START
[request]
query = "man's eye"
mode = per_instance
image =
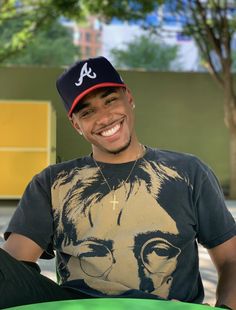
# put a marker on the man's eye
(111, 100)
END
◆ **CHALLENGE**
Rewrite the listing above with every "eye" switched to "nose" and nothing else changed. Omit the pictures from your answer.

◆ **ANSWER TO THIS EXERCISE**
[request]
query = "man's nose"
mode = per_instance
image =
# put a marker on the man's nose
(111, 100)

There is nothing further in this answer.